→ Point placement lines
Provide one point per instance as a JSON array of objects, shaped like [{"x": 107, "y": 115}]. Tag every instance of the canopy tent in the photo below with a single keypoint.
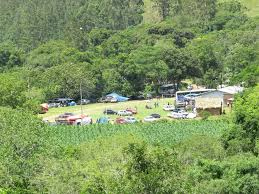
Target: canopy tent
[{"x": 118, "y": 97}]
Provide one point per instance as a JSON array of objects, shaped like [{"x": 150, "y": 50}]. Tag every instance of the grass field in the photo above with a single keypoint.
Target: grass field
[
  {"x": 96, "y": 110},
  {"x": 163, "y": 133}
]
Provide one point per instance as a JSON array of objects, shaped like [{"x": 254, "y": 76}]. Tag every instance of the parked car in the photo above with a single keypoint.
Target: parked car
[
  {"x": 177, "y": 110},
  {"x": 121, "y": 120},
  {"x": 84, "y": 101},
  {"x": 178, "y": 115},
  {"x": 83, "y": 121},
  {"x": 168, "y": 107},
  {"x": 134, "y": 111},
  {"x": 131, "y": 120},
  {"x": 54, "y": 105},
  {"x": 113, "y": 100},
  {"x": 110, "y": 112},
  {"x": 190, "y": 96},
  {"x": 150, "y": 119},
  {"x": 124, "y": 113},
  {"x": 79, "y": 120},
  {"x": 62, "y": 119},
  {"x": 103, "y": 120},
  {"x": 191, "y": 116},
  {"x": 157, "y": 116}
]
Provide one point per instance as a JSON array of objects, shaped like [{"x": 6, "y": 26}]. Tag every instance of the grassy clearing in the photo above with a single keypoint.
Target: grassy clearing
[
  {"x": 164, "y": 133},
  {"x": 96, "y": 110}
]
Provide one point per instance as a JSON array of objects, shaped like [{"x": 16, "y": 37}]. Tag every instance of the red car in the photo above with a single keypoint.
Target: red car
[
  {"x": 121, "y": 120},
  {"x": 78, "y": 119},
  {"x": 133, "y": 111}
]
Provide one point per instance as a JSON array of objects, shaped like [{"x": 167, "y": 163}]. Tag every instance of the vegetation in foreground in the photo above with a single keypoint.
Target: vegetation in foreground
[
  {"x": 48, "y": 50},
  {"x": 188, "y": 157},
  {"x": 208, "y": 42}
]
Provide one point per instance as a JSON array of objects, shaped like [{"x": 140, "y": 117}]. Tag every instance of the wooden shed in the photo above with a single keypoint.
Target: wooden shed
[{"x": 211, "y": 102}]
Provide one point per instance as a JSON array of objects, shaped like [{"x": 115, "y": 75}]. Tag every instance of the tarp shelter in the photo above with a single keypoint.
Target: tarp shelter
[{"x": 118, "y": 97}]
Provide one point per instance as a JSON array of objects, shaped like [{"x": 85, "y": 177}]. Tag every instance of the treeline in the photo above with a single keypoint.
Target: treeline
[
  {"x": 104, "y": 48},
  {"x": 32, "y": 161}
]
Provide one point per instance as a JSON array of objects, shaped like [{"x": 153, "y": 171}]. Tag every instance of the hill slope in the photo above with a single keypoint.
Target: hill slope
[{"x": 151, "y": 15}]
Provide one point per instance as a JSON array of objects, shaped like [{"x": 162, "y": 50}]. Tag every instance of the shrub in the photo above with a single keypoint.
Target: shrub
[{"x": 205, "y": 115}]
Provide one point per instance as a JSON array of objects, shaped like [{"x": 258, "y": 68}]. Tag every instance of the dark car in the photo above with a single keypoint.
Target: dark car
[
  {"x": 84, "y": 101},
  {"x": 62, "y": 119},
  {"x": 121, "y": 120},
  {"x": 110, "y": 112},
  {"x": 157, "y": 116},
  {"x": 177, "y": 110}
]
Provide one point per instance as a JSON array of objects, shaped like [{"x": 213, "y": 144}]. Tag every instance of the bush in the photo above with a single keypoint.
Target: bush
[
  {"x": 23, "y": 138},
  {"x": 205, "y": 115}
]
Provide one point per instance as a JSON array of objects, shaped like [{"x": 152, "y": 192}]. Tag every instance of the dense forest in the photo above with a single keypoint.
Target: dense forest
[{"x": 50, "y": 48}]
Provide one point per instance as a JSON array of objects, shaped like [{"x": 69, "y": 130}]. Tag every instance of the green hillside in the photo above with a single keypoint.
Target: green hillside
[
  {"x": 151, "y": 14},
  {"x": 252, "y": 6}
]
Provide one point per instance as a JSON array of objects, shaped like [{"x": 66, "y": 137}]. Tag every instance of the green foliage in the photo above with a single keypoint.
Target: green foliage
[
  {"x": 205, "y": 115},
  {"x": 237, "y": 174},
  {"x": 165, "y": 133},
  {"x": 243, "y": 136},
  {"x": 10, "y": 56},
  {"x": 23, "y": 138}
]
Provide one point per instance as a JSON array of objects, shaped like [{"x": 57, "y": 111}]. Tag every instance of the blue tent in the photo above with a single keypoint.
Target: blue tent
[{"x": 118, "y": 97}]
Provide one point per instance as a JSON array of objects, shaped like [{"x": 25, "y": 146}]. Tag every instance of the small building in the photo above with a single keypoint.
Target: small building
[
  {"x": 211, "y": 102},
  {"x": 229, "y": 93}
]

→ Your objective
Rewrite all of these lines with "single keypoint" changed to "single point" everywhere and nothing else altered. Leave the pictures out of your answer.

→ Completed exercise
Provide one point per instance as a JSON array of objects, shaped like [{"x": 107, "y": 115}]. Tag every instance of the canopy tent in the photo below with a single point.
Target: canopy tent
[{"x": 118, "y": 97}]
Provide one point per instance as a JSON array of objects, shaped like [{"x": 150, "y": 50}]. Tag every instance of the grass field in the photo above with a single point.
Target: grass field
[
  {"x": 96, "y": 110},
  {"x": 163, "y": 133}
]
Provide one point per instance as a JSON array of objects, shaped like [{"x": 254, "y": 76}]. Tag every instance of the parked car in the photo above with a single point.
Target: parked car
[
  {"x": 177, "y": 110},
  {"x": 121, "y": 120},
  {"x": 84, "y": 101},
  {"x": 178, "y": 115},
  {"x": 83, "y": 121},
  {"x": 168, "y": 107},
  {"x": 134, "y": 111},
  {"x": 131, "y": 120},
  {"x": 54, "y": 105},
  {"x": 113, "y": 100},
  {"x": 110, "y": 112},
  {"x": 190, "y": 96},
  {"x": 150, "y": 119},
  {"x": 124, "y": 113},
  {"x": 79, "y": 120},
  {"x": 62, "y": 119},
  {"x": 103, "y": 120},
  {"x": 191, "y": 116},
  {"x": 157, "y": 116}
]
Provide one point per instance as a JSON array of objects, shaped like [{"x": 6, "y": 26}]. Tag every instance of the grassy clearing in the photo above with a single point.
Target: grassy clearing
[
  {"x": 164, "y": 133},
  {"x": 96, "y": 110}
]
Provide one point per instance as a JSON array of objects, shaped like [{"x": 16, "y": 37}]. Tag every instance of the red car in the photo above with a single point.
Target: red car
[
  {"x": 121, "y": 120},
  {"x": 78, "y": 119},
  {"x": 133, "y": 111}
]
Provide one point per instance as a JSON array of objects, shaped like [{"x": 167, "y": 163}]. Tag every instance of the vegetation in foreground in the photo above with a single point.
Target: vegetation in foreground
[
  {"x": 48, "y": 50},
  {"x": 188, "y": 157},
  {"x": 208, "y": 42}
]
Provide one point per instance as a JSON array of objects, shaped like [{"x": 140, "y": 117}]. Tag every instance of the wooden shed in the photo above with a single point.
Target: wooden shed
[{"x": 211, "y": 102}]
Provide one point per instance as a JSON array of objects, shaped like [{"x": 115, "y": 75}]. Tag every instance of the tarp shelter in the photo above with a single point.
Target: tarp shelter
[{"x": 118, "y": 97}]
Provide one point per instance as a JSON array of objects, shaped like [{"x": 85, "y": 177}]. Tag every instance of the treeline in the photo above with a single point.
Target: treeline
[
  {"x": 104, "y": 48},
  {"x": 32, "y": 161}
]
Provide one point per instance as a JSON array of objects, shaped like [{"x": 153, "y": 171}]. Tag every instance of the hill slope in the photo above with a single point.
Target: hill slope
[{"x": 151, "y": 15}]
Provide one point per instance as a JSON array of objects, shaped like [{"x": 162, "y": 50}]. Tag every instance of the shrub in the photo above with a single point.
Target: shrub
[{"x": 205, "y": 115}]
Provide one point per instance as a JSON array of objects, shaped like [{"x": 258, "y": 68}]. Tag every instance of the dark car in the photo above with a single point.
Target: dark car
[
  {"x": 84, "y": 101},
  {"x": 62, "y": 119},
  {"x": 121, "y": 120},
  {"x": 110, "y": 112},
  {"x": 157, "y": 116},
  {"x": 177, "y": 110}
]
Provide one point per instance as a JSON array of objects, shaped like [{"x": 213, "y": 144}]. Tag every instance of the bush in the photo above with a single point.
Target: bush
[
  {"x": 23, "y": 138},
  {"x": 205, "y": 115}
]
Provide one point per instance as a JSON array of objects, shaped like [{"x": 152, "y": 192}]. Tag every instance of the dense forest in the photo above with a single point.
Target: dense forest
[{"x": 50, "y": 48}]
Provide one point per instance as a JSON array of objects, shaped like [{"x": 69, "y": 130}]. Tag every instance of the green hillside in the photo above with a single point.
Target: green hillside
[
  {"x": 151, "y": 14},
  {"x": 252, "y": 6}
]
Provide one point per instance as a JSON array of objects, shaped like [{"x": 66, "y": 137}]. Tag every instance of the green foliage in the photo above with a single point.
Target: green foliage
[
  {"x": 205, "y": 115},
  {"x": 237, "y": 174},
  {"x": 165, "y": 133},
  {"x": 243, "y": 136},
  {"x": 10, "y": 56},
  {"x": 23, "y": 138}
]
Provide one point per instance as a JSON array of objects, shaped like [{"x": 57, "y": 111}]. Tag every instance of the blue tent in the photo above with a single point.
Target: blue tent
[{"x": 118, "y": 97}]
Provide one point per instance as a JSON array of objects, shaped like [{"x": 25, "y": 146}]. Tag every instance of the small building in the photo above with a single point.
Target: small building
[
  {"x": 211, "y": 102},
  {"x": 229, "y": 93}
]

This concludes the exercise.